Find every line in the rows below that contains the word "light", matching case exactly, and copy each of those lines.

Location identification entries
========================================================================
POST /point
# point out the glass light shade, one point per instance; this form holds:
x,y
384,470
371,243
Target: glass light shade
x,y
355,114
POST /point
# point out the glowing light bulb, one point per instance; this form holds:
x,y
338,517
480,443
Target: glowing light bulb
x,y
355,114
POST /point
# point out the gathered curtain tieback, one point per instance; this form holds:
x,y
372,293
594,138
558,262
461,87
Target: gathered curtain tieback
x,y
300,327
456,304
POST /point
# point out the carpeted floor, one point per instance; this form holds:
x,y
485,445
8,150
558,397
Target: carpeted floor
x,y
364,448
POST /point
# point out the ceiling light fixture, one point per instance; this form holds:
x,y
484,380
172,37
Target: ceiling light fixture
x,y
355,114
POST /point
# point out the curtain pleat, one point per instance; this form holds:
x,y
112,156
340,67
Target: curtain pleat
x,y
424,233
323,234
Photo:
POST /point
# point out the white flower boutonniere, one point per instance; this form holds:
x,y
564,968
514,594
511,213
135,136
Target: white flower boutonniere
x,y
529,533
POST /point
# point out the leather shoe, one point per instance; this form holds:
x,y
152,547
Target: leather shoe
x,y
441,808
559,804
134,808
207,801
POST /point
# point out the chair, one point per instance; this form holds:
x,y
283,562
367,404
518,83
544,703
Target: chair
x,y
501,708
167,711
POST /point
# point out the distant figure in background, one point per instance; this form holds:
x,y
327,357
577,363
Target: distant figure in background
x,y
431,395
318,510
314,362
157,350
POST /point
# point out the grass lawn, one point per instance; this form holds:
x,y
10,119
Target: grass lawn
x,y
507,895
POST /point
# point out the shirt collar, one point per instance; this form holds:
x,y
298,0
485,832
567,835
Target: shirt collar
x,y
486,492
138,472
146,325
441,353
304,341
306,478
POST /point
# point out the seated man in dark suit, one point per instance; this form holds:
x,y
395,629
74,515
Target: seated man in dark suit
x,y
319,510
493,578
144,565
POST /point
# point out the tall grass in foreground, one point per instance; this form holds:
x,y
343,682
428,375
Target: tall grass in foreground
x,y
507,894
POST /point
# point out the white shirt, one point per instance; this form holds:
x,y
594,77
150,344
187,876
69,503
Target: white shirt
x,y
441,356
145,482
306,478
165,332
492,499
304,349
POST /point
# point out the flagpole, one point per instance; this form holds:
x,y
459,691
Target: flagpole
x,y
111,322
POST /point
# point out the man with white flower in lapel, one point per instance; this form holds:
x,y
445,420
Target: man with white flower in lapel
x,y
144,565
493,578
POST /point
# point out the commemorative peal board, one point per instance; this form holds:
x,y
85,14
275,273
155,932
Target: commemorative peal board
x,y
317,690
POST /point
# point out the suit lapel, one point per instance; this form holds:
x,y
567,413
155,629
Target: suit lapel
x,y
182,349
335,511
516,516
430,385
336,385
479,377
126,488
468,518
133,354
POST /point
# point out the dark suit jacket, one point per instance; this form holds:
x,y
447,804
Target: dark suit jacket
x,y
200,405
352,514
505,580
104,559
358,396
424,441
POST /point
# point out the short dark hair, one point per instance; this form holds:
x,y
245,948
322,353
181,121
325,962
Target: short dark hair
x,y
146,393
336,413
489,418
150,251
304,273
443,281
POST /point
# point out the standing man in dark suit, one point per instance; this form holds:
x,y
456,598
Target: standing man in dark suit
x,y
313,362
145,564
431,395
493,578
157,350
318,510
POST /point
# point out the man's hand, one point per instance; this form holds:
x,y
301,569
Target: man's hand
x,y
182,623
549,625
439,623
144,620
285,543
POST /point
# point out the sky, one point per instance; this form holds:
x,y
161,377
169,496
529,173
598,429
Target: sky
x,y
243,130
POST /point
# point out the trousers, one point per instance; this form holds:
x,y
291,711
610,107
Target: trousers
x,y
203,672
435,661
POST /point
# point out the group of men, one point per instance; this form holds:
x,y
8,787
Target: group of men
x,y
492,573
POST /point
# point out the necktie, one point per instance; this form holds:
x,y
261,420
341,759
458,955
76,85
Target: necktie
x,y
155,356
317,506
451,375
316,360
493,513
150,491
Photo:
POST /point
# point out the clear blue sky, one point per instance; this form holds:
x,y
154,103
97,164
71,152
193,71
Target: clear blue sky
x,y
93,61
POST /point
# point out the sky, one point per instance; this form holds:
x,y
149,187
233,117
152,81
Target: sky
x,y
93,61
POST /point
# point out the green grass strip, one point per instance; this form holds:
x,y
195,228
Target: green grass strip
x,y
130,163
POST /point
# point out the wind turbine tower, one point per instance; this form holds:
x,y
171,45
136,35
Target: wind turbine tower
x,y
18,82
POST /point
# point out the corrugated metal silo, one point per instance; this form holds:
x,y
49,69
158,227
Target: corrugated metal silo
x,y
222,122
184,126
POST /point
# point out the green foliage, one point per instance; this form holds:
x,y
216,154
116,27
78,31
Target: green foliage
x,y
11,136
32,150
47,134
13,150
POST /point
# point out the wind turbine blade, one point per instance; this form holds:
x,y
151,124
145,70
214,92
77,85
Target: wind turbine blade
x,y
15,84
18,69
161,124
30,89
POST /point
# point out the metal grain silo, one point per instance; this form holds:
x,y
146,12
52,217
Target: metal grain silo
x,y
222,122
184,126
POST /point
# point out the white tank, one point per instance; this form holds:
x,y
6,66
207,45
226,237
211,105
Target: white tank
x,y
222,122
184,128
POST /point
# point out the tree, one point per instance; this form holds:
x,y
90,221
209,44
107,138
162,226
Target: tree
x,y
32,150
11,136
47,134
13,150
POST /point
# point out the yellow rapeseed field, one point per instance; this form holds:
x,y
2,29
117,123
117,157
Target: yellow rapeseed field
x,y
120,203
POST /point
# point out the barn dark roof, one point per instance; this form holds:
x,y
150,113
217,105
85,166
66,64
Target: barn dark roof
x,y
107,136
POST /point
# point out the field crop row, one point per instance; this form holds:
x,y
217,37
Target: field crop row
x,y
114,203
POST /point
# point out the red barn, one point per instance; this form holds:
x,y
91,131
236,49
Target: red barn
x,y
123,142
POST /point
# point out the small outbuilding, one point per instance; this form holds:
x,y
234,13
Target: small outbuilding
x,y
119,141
========================================================================
- [RESULT FOR THIS EXERCISE]:
# point out the glass light shade, one point per instance; this form holds:
Target: glass light shade
# point out the glowing light bulb, one point per instance; this form holds:
Target: glowing light bulb
# point out the ceiling light fixture, one point per instance; this form holds:
Target: ceiling light fixture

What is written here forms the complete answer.